### Work to be completed
Recast the data below as a numbered list with one line per entry, leaving out any blank lines.

☆ ☆ ☆ ☆ ☆ ☆ ☆

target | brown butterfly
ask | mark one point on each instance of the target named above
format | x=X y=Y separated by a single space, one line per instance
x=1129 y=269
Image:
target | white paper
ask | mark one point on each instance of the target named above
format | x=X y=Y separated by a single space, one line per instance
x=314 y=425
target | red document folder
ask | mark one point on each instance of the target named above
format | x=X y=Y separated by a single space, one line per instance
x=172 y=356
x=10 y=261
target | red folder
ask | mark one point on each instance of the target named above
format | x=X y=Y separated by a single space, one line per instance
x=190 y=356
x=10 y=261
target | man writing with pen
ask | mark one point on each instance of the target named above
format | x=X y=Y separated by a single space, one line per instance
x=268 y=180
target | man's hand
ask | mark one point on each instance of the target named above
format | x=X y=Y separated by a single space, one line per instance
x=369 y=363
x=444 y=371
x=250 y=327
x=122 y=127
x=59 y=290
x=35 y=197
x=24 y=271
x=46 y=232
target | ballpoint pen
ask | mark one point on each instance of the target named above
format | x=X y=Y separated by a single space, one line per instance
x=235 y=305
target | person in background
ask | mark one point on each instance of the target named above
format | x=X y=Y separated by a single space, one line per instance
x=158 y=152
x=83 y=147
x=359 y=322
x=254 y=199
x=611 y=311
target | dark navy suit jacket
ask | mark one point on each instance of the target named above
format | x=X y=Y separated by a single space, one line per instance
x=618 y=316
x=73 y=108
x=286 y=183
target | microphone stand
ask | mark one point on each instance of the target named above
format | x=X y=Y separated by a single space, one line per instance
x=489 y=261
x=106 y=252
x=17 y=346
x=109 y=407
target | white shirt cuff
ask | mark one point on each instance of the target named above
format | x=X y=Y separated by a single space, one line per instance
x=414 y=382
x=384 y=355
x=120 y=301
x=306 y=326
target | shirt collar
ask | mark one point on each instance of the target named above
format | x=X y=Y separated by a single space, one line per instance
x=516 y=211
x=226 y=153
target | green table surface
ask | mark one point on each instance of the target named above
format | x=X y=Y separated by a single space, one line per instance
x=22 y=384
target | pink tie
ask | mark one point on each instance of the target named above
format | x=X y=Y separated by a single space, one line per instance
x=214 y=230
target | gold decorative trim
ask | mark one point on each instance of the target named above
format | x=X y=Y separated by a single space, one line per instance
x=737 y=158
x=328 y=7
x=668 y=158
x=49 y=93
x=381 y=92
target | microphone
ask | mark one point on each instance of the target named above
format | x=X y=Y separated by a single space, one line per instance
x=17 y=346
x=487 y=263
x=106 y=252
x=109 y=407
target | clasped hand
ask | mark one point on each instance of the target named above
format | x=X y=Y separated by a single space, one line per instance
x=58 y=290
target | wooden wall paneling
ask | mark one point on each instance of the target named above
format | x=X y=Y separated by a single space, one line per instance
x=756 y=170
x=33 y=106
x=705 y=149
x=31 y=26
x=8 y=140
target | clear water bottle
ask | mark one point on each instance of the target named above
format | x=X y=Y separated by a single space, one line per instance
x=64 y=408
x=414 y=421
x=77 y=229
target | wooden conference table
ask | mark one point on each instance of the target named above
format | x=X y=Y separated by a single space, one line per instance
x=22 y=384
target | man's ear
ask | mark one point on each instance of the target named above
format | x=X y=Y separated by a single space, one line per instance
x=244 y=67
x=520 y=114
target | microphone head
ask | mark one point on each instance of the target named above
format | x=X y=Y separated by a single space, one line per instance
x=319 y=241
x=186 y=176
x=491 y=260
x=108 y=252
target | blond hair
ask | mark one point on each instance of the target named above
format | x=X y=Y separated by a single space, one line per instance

☆ ☆ ☆ ☆ ☆ ☆ ☆

### Task answer
1. target | brown butterfly
2. ask | mark one point on each instance of the target named above
3. format | x=X y=Y separated by a single space, one line per instance
4. x=1129 y=269
5. Image:
6. target | white paper
7. ask | mark one point on each instance of the target named above
8. format | x=X y=Y separated by a single space, one line per instance
9. x=314 y=425
10. target | red document folder
11. ask | mark one point on each instance of the target named above
12. format | x=X y=Y separated by a single space, one line per instance
13. x=172 y=356
14. x=10 y=261
15. target | red folder
16. ask | mark one point on each instance of the target named above
17. format | x=X y=Y separated by a single space, one line per instance
18. x=190 y=356
19. x=10 y=261
20. target | man writing with pen
21. ask | mark one point on each instance of the target named above
22. format | x=X y=Y separated by a single space, one line per instance
23. x=268 y=180
24. target | man's hand
25. ask | mark one point on each instance of the target named above
26. format | x=X y=Y separated by a single space, one line per instance
27. x=369 y=363
28. x=444 y=371
29. x=250 y=327
30. x=122 y=127
31. x=59 y=290
32. x=35 y=197
33. x=24 y=271
34. x=46 y=232
35. target | ballpoint pen
36. ask | mark one point on each instance of the target named above
37. format | x=X y=Y separated by a single space, one line per instance
38. x=235 y=305
39. target | person in background
40. ask | mark one point on each instance of the target named above
41. format | x=X y=Y separated by a single space, one line per instance
42. x=158 y=152
43. x=83 y=147
44. x=359 y=322
45. x=254 y=199
46. x=611 y=311
47. target | dark navy suit jacket
48. ask | mark one point on each instance of the target named above
49. format | x=X y=Y separated by a single space, one line per instance
50. x=618 y=316
51. x=73 y=108
52. x=286 y=183
53. target | microphone stand
54. ask | mark one point on each instance of the target named above
55. format | x=X y=Y separated by a single space, one line per instance
56. x=489 y=261
57. x=106 y=252
58. x=17 y=346
59. x=109 y=407
60. target | white shirt cuff
61. ask | mark one point on each instance of the target named above
62. format | x=X y=Y separated by a single space, one line per instance
63. x=414 y=382
64. x=384 y=355
65. x=120 y=301
66. x=306 y=326
67. target | shirt collar
68. ask | mark one point on each instance of the target named above
69. format | x=X y=Y separated by a single space, one line per instance
70. x=516 y=211
71. x=226 y=153
72. target | green table surface
73. ask | mark one point on each instance of the target named above
74. format | x=X y=Y separated by a single space, one line per instance
75. x=22 y=384
76. target | pink tie
77. ask | mark one point on each instance of the target named above
78. format | x=X y=Y separated by a single space, one line per instance
79. x=214 y=230
80. target | gold decorative trim
81. ask | mark one point on each instance of the target named above
82. format | x=X y=Y separated by a single space, one line per instance
83. x=737 y=158
84. x=328 y=7
85. x=668 y=158
86. x=49 y=93
87. x=381 y=92
88. target | microphone
89. ask | mark one point on each instance of the target named above
90. format | x=X y=Y separated by a single space, one line per instance
91. x=17 y=346
92. x=487 y=263
93. x=106 y=252
94. x=109 y=407
95. target | clasped hand
96. ask | mark one point on each instance of the target named above
97. format | x=X y=Y separated by a single space, one line per instance
98. x=58 y=290
99. target | wooden wall paneling
100. ask | mark one point on each instance of the target named above
101. format | x=X y=Y separated by a single space, one line per instance
102. x=756 y=170
103. x=33 y=106
104. x=705 y=149
105. x=31 y=26
106. x=8 y=140
107. target | clear water bottle
108. ask | mark one point on each instance of the target named above
109. format | x=X y=Y separated by a single space, one line per instance
110. x=64 y=408
111. x=414 y=421
112. x=77 y=229
113. target | wooden conference table
114. ask | mark one point on each instance of the target named above
115. format | x=X y=Y separated by a single space, one line per instance
116. x=22 y=384
117. target | man's ear
118. ask | mark one point on each instance of the target named above
119. format | x=X y=Y separated by a single space, one line per instance
120. x=244 y=67
121. x=520 y=114
122. target | microphone head
123. ask | mark one point on each instance of the target named above
124. format | x=X y=Y separated by a single space, one line per instance
125. x=319 y=241
126. x=186 y=176
127. x=491 y=260
128. x=108 y=252
129. target | blond hair
130. ask | mark one point on each instance of the target named above
131. format | x=X y=Y separated by a single space, one line per instance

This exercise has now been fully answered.